= Problems =
1. In the riding-school horse piece, what does the horse call the behavior that riders label "lazy"?
2. Resume the riding-school horse piece from its final sentence, keeping the horse's first-person voice and humor.

------ Page extract ------

10/11/2025
“Confessions of a Riding School Saint”
Hello, human.
Yes, you — the one still trying to find the correct diagonal.
I’m the riding-school horse you meet once a week. You call me “steady,” “safe,” or, when I don’t immediately burst into extended trot, “lazy.” I’ve carried hundreds like you — some with bouncing enthusiasm, others with a death-grip on the reins and a look that says, “Please, not canter.”
Every rider brings their own style. Some kick like they’re starting a lawnmower. Some perch like a baby giraffe learning ballet. One even tried “natural horsemanship” by whispering at me for twenty minutes. (I admired the effort, but grass would have been more persuasive.)
I do my best to translate. But it’s tricky when one person wants me to go forward, the next to collect, and the next to “just feel the rhythm” while clamping both legs and pulling on my face. You’d be confused too.
Sometimes, when the messages get too loud or too mixed, I tune out. You call it “lazy.” I call it “self-preservation.” You see, my job isn’t easy — I must keep everyone safe while pretending your seat bones aren’t trying to send Morse code in three languages at once.

------ Recorded information ------

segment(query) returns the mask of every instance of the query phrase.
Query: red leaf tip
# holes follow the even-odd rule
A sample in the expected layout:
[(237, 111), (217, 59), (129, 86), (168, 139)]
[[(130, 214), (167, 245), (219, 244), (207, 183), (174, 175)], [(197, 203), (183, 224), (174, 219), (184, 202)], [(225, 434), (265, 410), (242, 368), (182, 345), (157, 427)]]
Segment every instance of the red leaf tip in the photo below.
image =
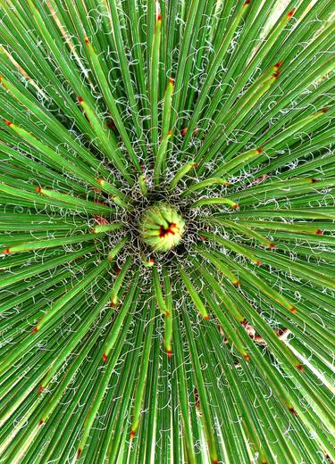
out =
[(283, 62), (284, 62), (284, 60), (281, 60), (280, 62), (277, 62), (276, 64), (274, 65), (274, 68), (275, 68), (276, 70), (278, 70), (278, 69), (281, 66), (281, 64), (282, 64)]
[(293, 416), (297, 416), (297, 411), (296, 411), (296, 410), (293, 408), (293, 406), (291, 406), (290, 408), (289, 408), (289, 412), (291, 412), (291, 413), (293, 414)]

------
------ Recorded information ------

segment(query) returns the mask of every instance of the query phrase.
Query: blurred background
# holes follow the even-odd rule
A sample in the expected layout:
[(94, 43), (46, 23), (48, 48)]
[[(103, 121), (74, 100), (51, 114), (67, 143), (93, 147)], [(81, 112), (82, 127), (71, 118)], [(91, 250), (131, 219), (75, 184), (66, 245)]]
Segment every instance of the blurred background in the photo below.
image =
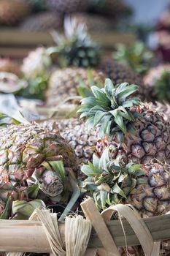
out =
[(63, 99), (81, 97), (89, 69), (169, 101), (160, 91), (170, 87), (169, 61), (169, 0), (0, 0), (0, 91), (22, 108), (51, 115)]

------
------ Recorded information ------

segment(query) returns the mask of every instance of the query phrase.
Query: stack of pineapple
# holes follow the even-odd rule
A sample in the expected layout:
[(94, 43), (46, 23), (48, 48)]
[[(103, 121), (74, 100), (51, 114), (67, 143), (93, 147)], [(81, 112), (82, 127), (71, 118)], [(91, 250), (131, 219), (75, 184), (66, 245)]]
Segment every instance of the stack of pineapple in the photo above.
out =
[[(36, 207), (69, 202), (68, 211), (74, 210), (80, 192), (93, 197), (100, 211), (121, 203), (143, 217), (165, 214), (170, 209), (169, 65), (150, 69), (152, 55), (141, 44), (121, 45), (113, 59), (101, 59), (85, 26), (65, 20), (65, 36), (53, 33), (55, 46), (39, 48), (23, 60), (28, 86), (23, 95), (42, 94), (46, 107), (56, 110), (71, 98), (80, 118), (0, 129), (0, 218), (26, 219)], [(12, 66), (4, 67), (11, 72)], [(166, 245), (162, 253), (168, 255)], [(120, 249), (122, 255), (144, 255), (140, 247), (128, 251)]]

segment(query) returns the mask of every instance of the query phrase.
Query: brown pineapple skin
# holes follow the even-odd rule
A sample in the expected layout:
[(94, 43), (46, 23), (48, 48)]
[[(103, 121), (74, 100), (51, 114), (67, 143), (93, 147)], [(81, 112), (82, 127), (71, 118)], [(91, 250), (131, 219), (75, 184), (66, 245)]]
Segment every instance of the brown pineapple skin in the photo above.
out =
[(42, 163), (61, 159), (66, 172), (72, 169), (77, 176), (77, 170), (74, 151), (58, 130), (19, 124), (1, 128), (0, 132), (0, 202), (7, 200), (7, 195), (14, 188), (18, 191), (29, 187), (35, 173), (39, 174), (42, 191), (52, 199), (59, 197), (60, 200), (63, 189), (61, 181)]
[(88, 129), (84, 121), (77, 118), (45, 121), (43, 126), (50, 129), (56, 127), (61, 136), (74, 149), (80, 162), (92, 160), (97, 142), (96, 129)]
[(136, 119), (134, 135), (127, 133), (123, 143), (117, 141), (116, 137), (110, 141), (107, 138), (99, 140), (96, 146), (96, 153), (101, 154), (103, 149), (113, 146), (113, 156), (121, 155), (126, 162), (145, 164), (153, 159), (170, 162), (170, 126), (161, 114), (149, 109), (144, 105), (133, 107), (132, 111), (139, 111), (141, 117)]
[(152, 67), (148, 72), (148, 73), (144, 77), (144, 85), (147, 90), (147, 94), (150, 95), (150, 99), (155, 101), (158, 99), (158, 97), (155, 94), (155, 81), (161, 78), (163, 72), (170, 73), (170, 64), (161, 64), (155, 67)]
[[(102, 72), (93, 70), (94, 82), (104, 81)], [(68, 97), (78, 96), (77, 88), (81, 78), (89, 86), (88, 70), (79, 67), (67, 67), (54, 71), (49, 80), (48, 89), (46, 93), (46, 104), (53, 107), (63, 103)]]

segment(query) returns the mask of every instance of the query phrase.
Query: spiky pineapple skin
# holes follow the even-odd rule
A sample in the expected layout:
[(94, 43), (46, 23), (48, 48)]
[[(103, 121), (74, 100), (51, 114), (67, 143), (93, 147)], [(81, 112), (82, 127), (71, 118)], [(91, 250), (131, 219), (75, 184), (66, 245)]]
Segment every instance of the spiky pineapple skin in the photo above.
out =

------

= Results of the exercise =
1. Self-preservation.

2.
I’ve met every training philosophy going: “forward fixes everything,” “never use the leg,” “ride from the seat,” and my favorite — “just sit deeper!” (Usually shouted as the rider performs a mid-arena levitation.)
But I’ve also met kindness. The quiet rider who remembers to breathe, softens their hand, and says “good” when I try. That’s when I lift my back, stretch my neck, and remember what partnership feels like.
I don’t care about levels or ribbons. I care that you try to understand me. That you see me not as a piece of gym equipment but as a partner — one who has to process your nerves, your posture, and your Spotify playlist of contradictory aids.
So before you call a horse lazy, ask yourself: am I clear? Calm? Consistent?
Because the truth is, I’m not stubborn — I’m exhausted from reading mixed signals.
If you listen, I’ll listen. If you work on you, I’ll meet you halfway — maybe even with a flying change if I’m feeling fancy.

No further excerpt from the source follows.